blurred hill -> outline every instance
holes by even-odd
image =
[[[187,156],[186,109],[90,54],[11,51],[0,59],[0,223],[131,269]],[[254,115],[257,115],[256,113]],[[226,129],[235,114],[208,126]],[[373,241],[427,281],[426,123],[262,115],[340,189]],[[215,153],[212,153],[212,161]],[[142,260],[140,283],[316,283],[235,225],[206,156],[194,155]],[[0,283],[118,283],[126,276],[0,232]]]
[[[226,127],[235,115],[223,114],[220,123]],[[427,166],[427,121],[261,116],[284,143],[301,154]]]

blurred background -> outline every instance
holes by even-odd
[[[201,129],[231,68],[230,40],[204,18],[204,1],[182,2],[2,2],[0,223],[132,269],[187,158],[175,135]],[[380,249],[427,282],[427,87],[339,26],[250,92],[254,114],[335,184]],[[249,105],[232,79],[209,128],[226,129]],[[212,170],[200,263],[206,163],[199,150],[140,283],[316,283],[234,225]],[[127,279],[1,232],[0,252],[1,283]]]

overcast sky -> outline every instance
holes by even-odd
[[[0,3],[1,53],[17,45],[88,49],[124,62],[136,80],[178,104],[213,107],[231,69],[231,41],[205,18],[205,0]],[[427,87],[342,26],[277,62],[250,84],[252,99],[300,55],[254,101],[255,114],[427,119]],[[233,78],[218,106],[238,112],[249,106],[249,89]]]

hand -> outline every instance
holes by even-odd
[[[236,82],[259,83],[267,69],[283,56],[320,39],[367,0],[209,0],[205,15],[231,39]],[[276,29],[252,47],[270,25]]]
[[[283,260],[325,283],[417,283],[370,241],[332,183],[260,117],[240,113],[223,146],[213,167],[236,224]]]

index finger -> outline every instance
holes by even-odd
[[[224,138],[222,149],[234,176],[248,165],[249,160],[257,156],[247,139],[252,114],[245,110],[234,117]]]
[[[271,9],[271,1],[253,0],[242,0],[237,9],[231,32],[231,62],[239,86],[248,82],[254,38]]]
#####
• THE PROBLEM
Set down every one of the records above again, line for line and without changing anything.

• EXERCISE ANSWER
blurred hill -> outline every instance
holes by even-odd
image =
[[[187,156],[186,109],[90,54],[11,51],[0,59],[0,223],[131,269]],[[254,115],[257,115],[256,113]],[[226,129],[235,114],[208,126]],[[373,241],[427,281],[426,123],[262,115],[340,189]],[[215,153],[212,153],[212,161]],[[142,260],[140,283],[316,283],[235,225],[206,156],[194,155]],[[0,283],[118,283],[126,276],[0,232]]]
[[[226,127],[235,115],[223,114],[220,123]],[[427,166],[427,121],[261,116],[284,143],[301,154]]]

blurred background -> outline every instance
holes by even-odd
[[[201,129],[231,68],[230,40],[204,18],[204,1],[182,2],[2,2],[0,223],[132,269],[187,158],[175,135]],[[380,249],[427,282],[427,87],[339,26],[250,92],[254,114],[335,184]],[[249,105],[232,79],[209,128],[226,129]],[[212,170],[200,263],[206,163],[199,150],[140,283],[316,283],[234,225]],[[127,279],[1,232],[0,252],[1,283]]]

overcast sky -> outline every instance
holes by even-odd
[[[0,3],[1,53],[17,45],[88,49],[124,62],[136,80],[178,104],[213,107],[231,69],[231,41],[205,18],[205,0]],[[427,87],[342,26],[277,62],[250,84],[252,99],[300,55],[254,101],[255,114],[427,119]],[[233,78],[218,106],[238,112],[249,106],[249,89]]]

hand -> outline every instance
holes by even-odd
[[[236,82],[259,83],[267,69],[283,56],[320,39],[367,0],[209,0],[205,15],[231,39]],[[276,29],[252,47],[270,25]]]
[[[283,260],[325,283],[417,283],[370,241],[332,183],[260,117],[240,113],[223,146],[213,167],[236,224]]]

index finger -> outline every instance
holes by even-odd
[[[224,138],[222,149],[234,176],[248,165],[249,160],[257,156],[247,139],[252,114],[245,110],[234,117]]]
[[[271,9],[271,1],[253,0],[242,0],[237,9],[231,32],[231,62],[239,86],[248,82],[254,38]]]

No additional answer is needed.